(Records from a collection)

Start of Block

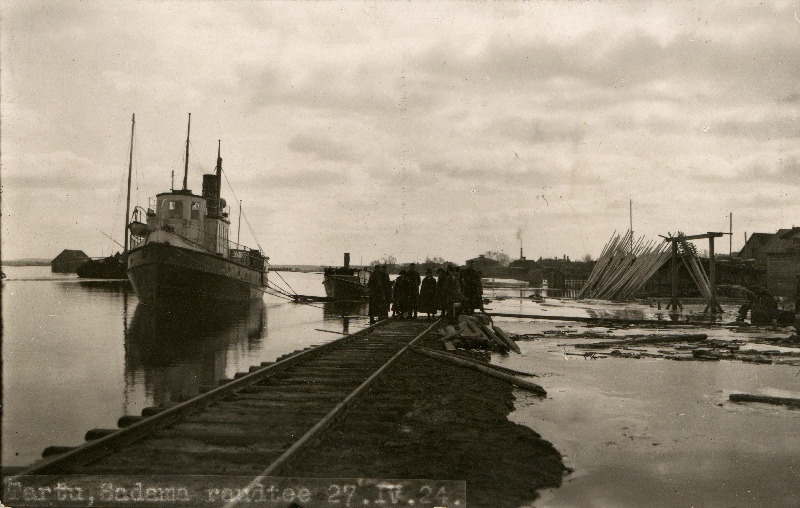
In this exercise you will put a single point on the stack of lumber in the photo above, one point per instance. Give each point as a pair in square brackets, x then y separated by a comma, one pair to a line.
[624, 266]
[477, 332]
[688, 255]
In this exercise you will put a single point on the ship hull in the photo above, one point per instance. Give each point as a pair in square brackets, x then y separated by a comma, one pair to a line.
[341, 287]
[166, 276]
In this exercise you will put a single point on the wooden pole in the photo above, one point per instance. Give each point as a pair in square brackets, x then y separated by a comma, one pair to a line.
[673, 305]
[712, 277]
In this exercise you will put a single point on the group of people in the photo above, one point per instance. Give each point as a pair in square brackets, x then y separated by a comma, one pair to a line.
[453, 291]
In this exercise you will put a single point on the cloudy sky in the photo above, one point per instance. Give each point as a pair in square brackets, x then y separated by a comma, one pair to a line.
[410, 129]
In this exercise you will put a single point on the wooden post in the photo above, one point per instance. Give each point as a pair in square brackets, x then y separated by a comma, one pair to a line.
[673, 305]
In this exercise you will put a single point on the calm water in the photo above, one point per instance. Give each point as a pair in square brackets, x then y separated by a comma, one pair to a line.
[79, 354]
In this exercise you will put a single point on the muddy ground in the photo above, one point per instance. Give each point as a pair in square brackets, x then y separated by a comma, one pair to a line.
[431, 420]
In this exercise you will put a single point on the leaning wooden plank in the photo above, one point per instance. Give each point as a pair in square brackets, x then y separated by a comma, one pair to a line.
[451, 335]
[765, 399]
[476, 328]
[678, 337]
[489, 333]
[505, 338]
[521, 383]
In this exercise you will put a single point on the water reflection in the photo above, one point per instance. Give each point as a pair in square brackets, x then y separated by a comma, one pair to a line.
[172, 356]
[334, 311]
[106, 286]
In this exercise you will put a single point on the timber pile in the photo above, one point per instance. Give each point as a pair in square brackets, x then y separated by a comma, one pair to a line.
[623, 267]
[476, 332]
[688, 254]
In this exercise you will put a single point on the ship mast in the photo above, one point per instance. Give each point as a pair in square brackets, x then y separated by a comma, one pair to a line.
[186, 166]
[130, 170]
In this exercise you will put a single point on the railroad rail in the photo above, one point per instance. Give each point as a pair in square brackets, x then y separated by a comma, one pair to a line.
[249, 425]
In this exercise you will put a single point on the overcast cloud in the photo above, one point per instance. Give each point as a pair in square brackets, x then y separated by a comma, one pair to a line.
[409, 129]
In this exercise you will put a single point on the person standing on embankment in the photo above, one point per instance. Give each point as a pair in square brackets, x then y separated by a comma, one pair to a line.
[414, 278]
[377, 296]
[427, 295]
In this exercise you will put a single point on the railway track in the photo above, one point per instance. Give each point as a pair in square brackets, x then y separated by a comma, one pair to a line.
[248, 426]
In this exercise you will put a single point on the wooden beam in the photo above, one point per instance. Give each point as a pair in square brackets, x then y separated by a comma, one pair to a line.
[712, 277]
[673, 304]
[691, 237]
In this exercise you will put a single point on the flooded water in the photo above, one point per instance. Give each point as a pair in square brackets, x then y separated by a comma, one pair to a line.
[79, 354]
[648, 432]
[655, 432]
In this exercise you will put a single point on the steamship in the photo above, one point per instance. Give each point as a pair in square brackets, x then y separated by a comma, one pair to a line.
[182, 258]
[345, 282]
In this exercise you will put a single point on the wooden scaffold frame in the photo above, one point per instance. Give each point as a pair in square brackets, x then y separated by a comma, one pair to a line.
[706, 284]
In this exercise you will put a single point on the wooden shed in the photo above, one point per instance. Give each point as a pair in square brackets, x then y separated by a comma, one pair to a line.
[754, 248]
[783, 261]
[68, 261]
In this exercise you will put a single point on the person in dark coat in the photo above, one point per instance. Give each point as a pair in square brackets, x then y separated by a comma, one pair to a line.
[377, 296]
[414, 279]
[400, 296]
[450, 292]
[387, 290]
[427, 295]
[472, 288]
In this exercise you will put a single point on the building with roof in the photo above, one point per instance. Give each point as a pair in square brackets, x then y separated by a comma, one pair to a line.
[782, 253]
[754, 248]
[68, 261]
[487, 266]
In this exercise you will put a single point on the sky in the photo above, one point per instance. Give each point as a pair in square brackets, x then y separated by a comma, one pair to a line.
[405, 129]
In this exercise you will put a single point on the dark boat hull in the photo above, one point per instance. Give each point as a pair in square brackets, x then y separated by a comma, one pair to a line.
[112, 267]
[173, 277]
[344, 287]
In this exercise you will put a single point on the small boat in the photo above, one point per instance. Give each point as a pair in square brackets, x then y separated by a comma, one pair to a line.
[182, 258]
[345, 282]
[111, 267]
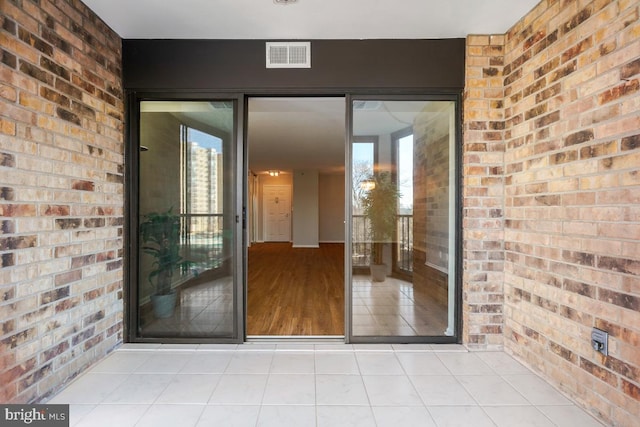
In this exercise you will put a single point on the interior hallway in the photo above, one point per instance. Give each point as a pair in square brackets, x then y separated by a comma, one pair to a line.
[314, 385]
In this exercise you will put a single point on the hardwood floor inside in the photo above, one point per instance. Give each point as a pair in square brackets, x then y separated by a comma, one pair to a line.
[295, 291]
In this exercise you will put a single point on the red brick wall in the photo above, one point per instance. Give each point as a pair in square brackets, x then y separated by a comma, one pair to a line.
[61, 194]
[571, 196]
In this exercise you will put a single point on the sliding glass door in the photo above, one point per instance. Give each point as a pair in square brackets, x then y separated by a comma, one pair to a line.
[403, 220]
[187, 227]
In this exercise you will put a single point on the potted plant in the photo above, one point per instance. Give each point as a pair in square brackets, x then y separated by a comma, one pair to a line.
[160, 234]
[380, 206]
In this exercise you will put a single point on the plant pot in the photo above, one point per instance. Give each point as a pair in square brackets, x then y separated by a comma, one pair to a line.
[164, 305]
[378, 272]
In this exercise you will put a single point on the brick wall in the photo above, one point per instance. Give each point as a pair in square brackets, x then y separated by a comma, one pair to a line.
[483, 193]
[61, 194]
[572, 196]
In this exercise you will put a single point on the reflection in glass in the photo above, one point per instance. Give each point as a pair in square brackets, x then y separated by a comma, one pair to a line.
[403, 219]
[185, 274]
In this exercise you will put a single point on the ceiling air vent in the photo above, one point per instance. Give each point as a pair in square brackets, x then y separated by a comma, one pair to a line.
[288, 54]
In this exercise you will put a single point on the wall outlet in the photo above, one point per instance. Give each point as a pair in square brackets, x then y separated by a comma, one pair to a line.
[600, 341]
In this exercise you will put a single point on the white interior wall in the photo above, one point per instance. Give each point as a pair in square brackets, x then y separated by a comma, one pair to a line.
[331, 199]
[305, 209]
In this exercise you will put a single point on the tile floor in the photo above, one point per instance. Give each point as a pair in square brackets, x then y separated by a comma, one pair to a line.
[314, 385]
[391, 308]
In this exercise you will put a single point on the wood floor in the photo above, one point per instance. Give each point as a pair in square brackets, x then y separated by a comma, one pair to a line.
[295, 291]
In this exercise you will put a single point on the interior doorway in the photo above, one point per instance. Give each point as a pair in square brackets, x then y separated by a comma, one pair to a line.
[296, 215]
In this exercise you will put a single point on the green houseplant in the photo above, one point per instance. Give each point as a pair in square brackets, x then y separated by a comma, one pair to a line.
[380, 206]
[160, 235]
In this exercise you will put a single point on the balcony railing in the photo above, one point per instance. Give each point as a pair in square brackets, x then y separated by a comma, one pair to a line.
[361, 243]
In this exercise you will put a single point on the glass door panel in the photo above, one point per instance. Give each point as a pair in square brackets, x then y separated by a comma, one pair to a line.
[403, 217]
[187, 220]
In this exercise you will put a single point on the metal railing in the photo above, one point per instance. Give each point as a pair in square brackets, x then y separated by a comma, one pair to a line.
[361, 242]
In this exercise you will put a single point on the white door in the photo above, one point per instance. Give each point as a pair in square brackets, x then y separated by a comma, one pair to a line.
[277, 213]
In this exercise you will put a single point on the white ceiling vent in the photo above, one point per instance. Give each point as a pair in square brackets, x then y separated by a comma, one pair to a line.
[367, 105]
[288, 54]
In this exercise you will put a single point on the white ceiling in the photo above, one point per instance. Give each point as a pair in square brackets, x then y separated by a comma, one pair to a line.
[309, 19]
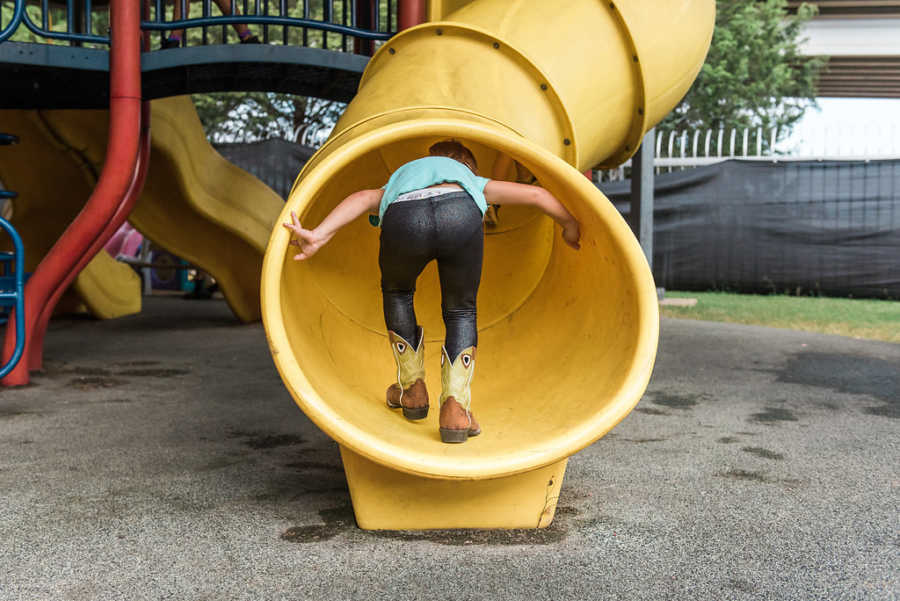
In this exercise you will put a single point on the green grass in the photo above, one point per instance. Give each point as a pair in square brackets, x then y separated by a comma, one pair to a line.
[874, 319]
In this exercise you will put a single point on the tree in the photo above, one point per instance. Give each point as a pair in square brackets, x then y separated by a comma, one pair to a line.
[754, 75]
[251, 116]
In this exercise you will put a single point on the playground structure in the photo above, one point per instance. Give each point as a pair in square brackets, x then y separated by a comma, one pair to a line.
[568, 339]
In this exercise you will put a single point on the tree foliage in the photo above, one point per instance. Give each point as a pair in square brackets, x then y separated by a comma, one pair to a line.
[252, 116]
[754, 75]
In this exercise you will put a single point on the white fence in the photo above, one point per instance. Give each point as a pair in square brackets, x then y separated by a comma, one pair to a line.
[686, 149]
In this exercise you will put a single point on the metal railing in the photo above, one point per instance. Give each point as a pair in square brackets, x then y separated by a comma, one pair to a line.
[339, 25]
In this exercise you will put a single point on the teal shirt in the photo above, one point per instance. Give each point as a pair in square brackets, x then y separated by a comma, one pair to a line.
[429, 171]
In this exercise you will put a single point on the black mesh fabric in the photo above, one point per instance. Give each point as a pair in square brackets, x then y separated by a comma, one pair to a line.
[275, 161]
[818, 227]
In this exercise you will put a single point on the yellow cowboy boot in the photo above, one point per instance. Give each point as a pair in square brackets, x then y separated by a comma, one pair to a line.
[409, 393]
[457, 423]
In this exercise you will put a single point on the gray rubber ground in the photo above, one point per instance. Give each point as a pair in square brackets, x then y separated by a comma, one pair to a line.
[159, 457]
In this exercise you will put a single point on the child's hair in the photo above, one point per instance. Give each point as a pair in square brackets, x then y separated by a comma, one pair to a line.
[454, 150]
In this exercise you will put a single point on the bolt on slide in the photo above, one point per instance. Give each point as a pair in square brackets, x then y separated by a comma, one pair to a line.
[567, 339]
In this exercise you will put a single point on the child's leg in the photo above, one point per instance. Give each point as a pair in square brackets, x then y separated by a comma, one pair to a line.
[461, 248]
[407, 242]
[407, 239]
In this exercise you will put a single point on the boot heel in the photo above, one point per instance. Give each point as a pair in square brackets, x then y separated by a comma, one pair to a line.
[454, 436]
[415, 412]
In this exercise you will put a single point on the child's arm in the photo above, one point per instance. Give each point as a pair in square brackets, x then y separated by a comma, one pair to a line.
[310, 241]
[509, 193]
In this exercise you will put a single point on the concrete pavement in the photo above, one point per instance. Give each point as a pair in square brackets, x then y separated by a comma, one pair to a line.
[160, 457]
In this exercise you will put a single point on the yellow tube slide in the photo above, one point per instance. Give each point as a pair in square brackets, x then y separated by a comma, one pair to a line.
[567, 339]
[195, 203]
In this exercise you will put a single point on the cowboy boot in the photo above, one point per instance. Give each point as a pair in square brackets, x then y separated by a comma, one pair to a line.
[409, 392]
[457, 423]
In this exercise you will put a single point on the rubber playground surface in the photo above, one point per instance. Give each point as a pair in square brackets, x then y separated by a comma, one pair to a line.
[159, 456]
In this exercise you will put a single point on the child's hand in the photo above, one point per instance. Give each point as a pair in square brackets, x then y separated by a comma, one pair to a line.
[309, 241]
[572, 234]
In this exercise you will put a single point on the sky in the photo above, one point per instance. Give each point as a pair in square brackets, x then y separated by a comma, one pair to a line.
[848, 127]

End of Block

◆ WHAT TO WORK ON
Transcribe exactly, please, the lines from the one with "on the cowboy" to the last line of the entries above, ends included.

◆ THE COMPLETED TASK
In this exercise you will put a single point on the cowboy boot in the photo above, one point per instance. Give each point as a pair in square brackets, x then y separated by a comma, one pair to a line.
[409, 392]
[457, 423]
In this exercise you will put a single point on the rubber playground surface in the photo above, one point per instance. Give each point as a pair in square brackets, x then y separated by a comma, one pair to a line.
[159, 456]
In this exercise you will put a single point on the child's hand in the photo above, one point per instance. Give each point as a pair in square brackets, x then y separated by a comma, one pair to a line.
[309, 241]
[572, 234]
In this exercise you will put a single point on the sky in the photo above, one point per instance. Give each point as a pair in square brackets, x then y separated by a comma, one pair to a line.
[848, 127]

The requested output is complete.